SOURCE EXTRACT:
· · · · ·

Geert Wilders' film failed to generate much "controversy" in Iran although the government did express its outrage on the day of its release and conservative websites complained about it for a while. By and large, Fitna elicited indifference among the general public. There was an anti-Fitna demonstration, but just 30 people turned up and they were carrying signs that had "nothing to do with the film".

In response to the film, Dutch Minister of Foreign Affairs Maxime Verhagen published an op-ed in the Arabic-language newspaper Asharq al Awsat on March 30. In the article, he asks of the readers to "keep the head cool and the relations warm" and urged dialogue, not provocation, as a means to bridge the cultural differences.

On 1 April, a debate was held about the film in the Dutch parliament. In this debate, the government and Geert Wilders accused each other of lying about facts of their previous communication. According to various members of the government, Wilders had told in previous conversations about his intentions to tear parts out of the Qur'an and setting them on fire. Wilders denied this.

=== Legal actions ===

One of the Jyllands-Posten Muhammad cartoons was included in the film without the permission of the artist, Kurt Westergaard. Westergaard asserted that this infringed his copyright and was considering taking legal action against Wilders. The Danish Union of Journalists has said it will file a lawsuit on Westergaard's behalf. Similarly, Dutch director Rob Muntz announced he was to file a lawsuit because of the uncredited use of his interview with Theo van Gogh.

In 2010 and 2011 Wilders was accused of criminally insulting religious and ethnic groups and inciting hatred and discrimination. However, he was found not guilty in June 2011.

· · · · ·

PROVIDED ENTRIES:
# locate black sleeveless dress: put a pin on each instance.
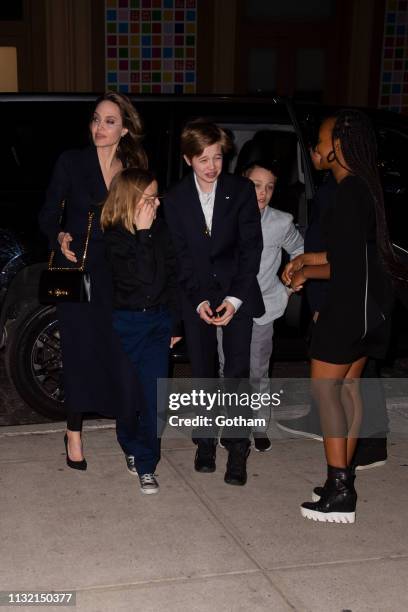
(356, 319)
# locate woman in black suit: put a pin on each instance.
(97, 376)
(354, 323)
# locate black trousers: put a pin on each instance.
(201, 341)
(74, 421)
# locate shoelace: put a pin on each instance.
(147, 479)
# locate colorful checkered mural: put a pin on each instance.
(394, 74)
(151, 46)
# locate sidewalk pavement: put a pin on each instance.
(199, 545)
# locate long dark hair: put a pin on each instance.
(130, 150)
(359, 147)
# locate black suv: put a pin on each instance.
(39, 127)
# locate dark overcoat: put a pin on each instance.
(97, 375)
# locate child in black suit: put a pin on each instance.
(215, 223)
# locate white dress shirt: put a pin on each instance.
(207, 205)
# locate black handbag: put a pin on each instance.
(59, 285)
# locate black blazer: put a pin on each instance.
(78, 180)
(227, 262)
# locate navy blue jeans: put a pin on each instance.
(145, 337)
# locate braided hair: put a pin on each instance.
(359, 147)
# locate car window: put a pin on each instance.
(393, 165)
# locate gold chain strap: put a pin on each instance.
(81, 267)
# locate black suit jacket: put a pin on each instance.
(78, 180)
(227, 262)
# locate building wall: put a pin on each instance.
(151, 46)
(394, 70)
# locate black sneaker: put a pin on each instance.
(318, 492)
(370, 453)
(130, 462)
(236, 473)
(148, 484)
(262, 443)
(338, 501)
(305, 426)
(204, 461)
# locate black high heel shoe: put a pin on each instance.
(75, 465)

· · · · ·

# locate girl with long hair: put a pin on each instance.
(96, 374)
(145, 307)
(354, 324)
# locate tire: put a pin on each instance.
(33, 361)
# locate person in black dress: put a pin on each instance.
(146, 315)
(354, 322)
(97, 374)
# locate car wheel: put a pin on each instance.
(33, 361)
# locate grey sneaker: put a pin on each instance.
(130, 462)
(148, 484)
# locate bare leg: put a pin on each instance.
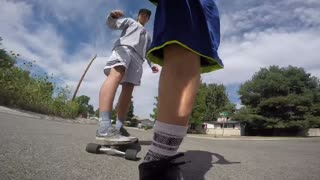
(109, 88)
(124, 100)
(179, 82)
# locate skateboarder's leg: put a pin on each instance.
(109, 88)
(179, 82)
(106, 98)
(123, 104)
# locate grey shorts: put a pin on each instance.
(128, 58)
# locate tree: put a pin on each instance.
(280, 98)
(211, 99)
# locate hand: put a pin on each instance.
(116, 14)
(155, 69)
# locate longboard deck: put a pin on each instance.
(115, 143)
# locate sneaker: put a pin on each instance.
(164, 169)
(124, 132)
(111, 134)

· · · · ·

EXERCISES TO COMPLETE:
1. Could you write out the passage on Fitna, beginning at the words "One of the Jyllands-Posten" and stopping after "Theo van Gogh."?
2. Which rows in the two blocks contain the string "grey"? Find them all and copy each one out.

RESULTS FOR EACH TASK:
1.
One of the Jyllands-Posten Muhammad cartoons was included in the film without the permission of the artist, Kurt Westergaard. Westergaard asserted that this infringed his copyright and was considering taking legal action against Wilders. The Danish Union of Journalists has said it will file a lawsuit on Westergaard's behalf. Similarly, Dutch director Rob Muntz announced he was to file a lawsuit because of the uncredited use of his interview with Theo van Gogh.

2.
# locate grey sneaker: put a pin on each instance.
# locate grey shorts: put a pin on each instance.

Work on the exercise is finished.